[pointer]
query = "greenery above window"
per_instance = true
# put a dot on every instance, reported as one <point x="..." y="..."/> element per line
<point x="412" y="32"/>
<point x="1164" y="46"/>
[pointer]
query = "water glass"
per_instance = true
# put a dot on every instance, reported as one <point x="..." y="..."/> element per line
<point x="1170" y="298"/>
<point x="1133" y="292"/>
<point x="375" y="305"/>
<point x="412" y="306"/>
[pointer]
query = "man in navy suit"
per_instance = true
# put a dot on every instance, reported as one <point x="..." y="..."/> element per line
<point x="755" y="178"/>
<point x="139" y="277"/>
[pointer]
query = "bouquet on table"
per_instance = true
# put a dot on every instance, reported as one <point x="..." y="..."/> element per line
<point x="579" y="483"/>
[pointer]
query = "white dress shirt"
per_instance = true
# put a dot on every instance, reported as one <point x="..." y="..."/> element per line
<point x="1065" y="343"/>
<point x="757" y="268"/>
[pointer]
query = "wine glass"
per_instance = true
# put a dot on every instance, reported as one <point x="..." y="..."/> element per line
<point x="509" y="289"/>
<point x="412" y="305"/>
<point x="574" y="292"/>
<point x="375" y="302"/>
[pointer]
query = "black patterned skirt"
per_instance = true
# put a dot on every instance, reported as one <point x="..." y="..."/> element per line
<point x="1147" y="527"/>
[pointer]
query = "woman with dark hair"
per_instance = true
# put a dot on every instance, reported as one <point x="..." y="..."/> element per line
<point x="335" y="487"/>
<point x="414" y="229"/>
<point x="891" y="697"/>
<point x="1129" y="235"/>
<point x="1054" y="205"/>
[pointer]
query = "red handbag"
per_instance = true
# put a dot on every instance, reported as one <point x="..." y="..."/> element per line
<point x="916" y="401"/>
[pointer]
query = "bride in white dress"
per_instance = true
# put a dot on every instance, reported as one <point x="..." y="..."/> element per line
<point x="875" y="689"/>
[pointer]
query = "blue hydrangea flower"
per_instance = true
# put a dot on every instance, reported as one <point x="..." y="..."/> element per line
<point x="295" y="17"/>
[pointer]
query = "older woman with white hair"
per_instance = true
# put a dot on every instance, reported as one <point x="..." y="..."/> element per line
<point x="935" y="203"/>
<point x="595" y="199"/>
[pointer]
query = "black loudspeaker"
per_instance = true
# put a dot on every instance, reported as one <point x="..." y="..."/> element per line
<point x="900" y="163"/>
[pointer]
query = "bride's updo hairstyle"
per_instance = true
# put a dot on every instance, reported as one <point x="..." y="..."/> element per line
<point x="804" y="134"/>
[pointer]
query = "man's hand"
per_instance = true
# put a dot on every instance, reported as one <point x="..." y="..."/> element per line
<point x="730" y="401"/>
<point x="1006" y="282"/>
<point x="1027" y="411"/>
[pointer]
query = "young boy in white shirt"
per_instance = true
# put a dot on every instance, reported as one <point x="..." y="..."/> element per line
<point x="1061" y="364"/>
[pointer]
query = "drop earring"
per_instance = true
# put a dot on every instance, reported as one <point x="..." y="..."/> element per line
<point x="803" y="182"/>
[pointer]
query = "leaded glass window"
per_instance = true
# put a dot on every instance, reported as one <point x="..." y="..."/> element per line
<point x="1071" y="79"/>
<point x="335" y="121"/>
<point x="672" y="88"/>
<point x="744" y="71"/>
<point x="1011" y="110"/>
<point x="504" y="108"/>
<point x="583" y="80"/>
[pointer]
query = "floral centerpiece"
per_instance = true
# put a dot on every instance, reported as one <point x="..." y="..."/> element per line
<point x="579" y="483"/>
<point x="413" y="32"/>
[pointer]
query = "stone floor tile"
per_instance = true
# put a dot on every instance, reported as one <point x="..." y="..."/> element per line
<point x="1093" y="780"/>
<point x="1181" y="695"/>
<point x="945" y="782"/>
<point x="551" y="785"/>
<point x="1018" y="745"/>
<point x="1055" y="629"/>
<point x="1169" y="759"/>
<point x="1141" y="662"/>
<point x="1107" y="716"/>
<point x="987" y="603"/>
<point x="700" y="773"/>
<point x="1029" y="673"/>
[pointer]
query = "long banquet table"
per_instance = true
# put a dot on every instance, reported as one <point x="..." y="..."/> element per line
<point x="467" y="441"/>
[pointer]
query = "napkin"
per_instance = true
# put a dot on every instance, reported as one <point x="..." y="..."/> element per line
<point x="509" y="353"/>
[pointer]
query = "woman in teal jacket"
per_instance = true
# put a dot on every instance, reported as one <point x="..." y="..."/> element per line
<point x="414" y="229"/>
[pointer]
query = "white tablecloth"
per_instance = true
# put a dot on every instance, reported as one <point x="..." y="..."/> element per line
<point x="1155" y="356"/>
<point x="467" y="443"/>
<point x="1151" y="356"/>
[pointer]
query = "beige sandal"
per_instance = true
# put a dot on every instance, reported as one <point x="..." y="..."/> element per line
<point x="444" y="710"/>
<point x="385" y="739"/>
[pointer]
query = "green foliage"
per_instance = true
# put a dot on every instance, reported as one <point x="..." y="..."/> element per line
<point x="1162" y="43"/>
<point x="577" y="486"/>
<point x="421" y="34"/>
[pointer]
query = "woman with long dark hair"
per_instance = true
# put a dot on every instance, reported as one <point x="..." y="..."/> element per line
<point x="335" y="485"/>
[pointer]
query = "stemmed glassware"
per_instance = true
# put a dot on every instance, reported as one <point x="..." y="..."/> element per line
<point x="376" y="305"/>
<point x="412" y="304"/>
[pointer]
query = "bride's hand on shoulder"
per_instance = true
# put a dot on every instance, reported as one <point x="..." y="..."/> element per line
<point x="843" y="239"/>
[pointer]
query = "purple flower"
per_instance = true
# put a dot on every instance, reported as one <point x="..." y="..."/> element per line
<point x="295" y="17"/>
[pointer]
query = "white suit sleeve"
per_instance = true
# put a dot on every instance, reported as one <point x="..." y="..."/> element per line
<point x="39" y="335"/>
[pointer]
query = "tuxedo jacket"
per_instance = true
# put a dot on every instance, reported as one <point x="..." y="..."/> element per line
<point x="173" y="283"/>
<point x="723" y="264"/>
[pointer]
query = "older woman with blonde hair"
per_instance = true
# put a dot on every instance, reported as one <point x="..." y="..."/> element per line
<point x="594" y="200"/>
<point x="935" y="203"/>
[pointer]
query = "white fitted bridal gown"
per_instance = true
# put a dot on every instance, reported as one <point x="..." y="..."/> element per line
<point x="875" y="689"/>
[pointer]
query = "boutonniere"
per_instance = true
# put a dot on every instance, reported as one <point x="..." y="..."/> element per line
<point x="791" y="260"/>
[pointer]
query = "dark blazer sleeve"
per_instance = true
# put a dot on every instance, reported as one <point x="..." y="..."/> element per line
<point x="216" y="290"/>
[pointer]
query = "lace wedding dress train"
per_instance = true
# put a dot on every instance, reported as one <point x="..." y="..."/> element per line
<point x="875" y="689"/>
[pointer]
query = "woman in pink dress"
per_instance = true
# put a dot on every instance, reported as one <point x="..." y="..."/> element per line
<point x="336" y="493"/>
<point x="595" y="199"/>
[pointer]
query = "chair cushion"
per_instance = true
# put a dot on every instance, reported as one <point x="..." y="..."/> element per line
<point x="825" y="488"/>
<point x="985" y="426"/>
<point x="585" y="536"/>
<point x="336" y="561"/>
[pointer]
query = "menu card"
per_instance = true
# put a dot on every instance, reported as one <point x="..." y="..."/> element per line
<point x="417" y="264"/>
········
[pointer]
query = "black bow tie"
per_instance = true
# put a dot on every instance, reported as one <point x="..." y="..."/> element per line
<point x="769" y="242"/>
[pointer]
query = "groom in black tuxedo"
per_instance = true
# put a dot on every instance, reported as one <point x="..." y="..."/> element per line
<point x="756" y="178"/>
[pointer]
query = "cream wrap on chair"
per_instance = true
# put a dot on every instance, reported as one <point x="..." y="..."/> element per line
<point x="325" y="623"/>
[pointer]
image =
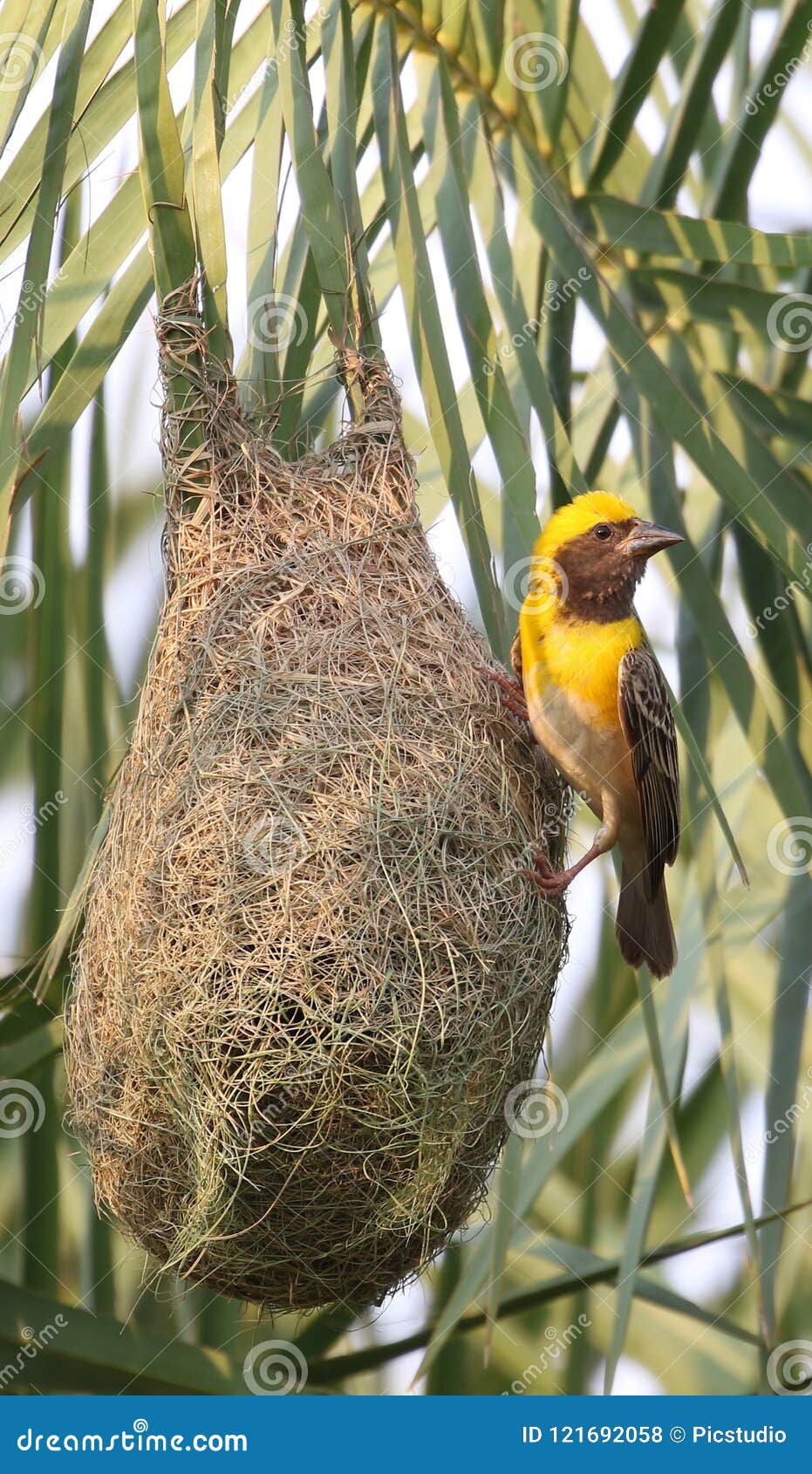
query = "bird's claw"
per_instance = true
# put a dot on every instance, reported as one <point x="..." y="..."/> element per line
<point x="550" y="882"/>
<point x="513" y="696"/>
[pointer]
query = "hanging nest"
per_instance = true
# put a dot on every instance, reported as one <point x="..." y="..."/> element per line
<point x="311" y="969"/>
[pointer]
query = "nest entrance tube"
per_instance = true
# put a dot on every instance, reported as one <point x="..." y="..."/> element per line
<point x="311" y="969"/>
········
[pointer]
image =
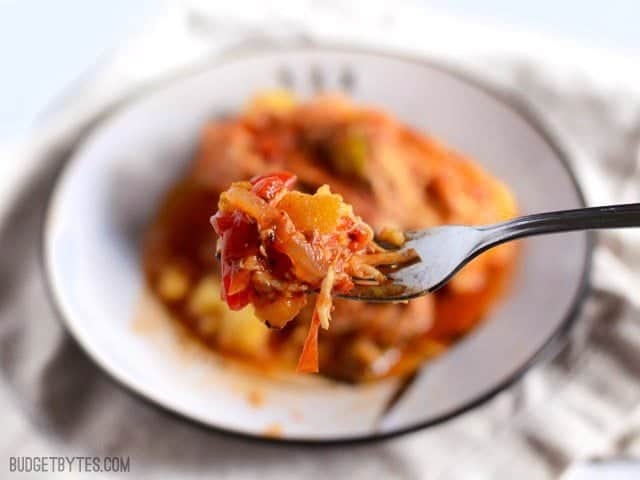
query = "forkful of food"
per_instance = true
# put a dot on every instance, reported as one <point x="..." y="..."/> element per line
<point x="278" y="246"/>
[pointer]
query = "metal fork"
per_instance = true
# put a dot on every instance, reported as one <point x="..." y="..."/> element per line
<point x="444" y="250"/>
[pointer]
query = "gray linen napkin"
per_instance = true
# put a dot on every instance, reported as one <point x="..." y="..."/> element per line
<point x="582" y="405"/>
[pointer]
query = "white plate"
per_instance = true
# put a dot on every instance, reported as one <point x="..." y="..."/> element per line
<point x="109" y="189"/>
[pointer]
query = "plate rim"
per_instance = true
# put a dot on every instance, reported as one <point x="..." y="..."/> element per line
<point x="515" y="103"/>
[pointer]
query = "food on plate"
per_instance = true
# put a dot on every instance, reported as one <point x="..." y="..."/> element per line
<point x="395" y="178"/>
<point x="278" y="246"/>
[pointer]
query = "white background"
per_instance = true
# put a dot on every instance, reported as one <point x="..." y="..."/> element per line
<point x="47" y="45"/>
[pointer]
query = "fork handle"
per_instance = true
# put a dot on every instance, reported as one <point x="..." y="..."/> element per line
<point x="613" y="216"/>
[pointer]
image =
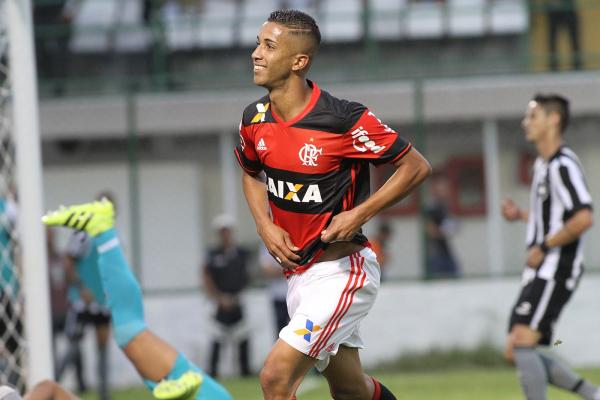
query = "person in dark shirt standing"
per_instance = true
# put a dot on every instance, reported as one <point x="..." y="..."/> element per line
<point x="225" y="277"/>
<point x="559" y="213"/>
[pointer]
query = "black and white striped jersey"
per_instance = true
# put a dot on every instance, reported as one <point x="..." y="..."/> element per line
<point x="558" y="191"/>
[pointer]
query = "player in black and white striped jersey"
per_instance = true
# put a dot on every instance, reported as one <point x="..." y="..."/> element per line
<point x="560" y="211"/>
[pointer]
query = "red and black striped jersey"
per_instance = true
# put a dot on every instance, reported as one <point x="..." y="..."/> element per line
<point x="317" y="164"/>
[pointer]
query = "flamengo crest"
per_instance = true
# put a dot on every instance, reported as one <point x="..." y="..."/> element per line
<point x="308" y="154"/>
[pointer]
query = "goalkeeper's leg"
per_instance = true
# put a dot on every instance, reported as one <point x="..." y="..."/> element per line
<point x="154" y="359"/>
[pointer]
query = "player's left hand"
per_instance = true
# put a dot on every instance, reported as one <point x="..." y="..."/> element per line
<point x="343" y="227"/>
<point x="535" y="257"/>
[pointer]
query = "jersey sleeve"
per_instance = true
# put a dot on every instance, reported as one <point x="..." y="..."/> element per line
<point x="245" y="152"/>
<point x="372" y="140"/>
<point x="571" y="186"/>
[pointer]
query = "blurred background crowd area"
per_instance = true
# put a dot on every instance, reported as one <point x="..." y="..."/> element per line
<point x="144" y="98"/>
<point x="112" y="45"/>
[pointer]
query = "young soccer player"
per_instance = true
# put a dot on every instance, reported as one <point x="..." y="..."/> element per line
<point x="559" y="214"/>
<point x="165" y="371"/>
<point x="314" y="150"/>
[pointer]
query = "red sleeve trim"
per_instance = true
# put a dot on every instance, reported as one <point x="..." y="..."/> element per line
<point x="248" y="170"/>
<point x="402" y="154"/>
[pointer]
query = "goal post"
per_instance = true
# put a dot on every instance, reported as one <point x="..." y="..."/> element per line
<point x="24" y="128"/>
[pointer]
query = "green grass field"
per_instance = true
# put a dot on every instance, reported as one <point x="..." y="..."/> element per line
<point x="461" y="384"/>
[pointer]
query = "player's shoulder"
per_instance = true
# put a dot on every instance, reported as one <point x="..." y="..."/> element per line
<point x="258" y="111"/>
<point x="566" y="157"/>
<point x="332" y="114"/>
········
> _Written task_:
Report how many of the lines above contain the string "window". Case counts, and the answer should be the number alone.

> _Answer for this exercise_:
2